Write out, word for word, the records from the line containing "of the blurred" through the line containing "column 368, row 160", including both of those lines.

== Input ==

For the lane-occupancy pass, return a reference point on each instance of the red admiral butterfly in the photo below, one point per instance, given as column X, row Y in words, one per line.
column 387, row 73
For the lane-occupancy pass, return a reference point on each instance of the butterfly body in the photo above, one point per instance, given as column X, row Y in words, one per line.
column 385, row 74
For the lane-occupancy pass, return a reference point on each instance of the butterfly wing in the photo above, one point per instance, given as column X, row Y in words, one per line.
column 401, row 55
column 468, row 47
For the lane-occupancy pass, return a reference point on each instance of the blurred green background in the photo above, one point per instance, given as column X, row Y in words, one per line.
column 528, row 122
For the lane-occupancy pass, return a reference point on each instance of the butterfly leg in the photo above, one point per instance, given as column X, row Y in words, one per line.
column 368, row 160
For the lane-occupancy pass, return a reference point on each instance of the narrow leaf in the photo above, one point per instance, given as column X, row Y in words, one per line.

===
== Input ==

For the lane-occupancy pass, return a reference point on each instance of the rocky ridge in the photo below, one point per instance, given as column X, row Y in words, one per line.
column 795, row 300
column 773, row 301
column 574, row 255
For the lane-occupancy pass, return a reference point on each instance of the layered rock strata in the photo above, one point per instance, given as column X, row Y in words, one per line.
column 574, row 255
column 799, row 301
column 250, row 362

===

• Reply to the exercise:
For the lane-occupancy pass, return a reference point on each instance of the blurred green background in the photo above, one point per instance, given as column X, row Y in words, one per line.
column 528, row 122
For the lane-occupancy pass, return a reference point on each instance of the butterfly leg in the photo above, one point per instance, given as column X, row Y in words, one per line.
column 368, row 160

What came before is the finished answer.